> _WHAT THE TASK REQUIRES_
Transcribe every line of the material below verbatim, preserving its wording, punctuation, and line order without alteration.

[BEGIN RECORDS SUPPLIED]

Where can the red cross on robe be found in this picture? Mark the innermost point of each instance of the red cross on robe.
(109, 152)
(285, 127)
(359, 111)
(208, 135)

[END RECORDS SUPPLIED]

> _FINISHED ANSWER_
Where can the red cross on robe be found in this picture? Mark the innermost point of each instance of the red cross on robe.
(109, 152)
(285, 127)
(359, 111)
(208, 135)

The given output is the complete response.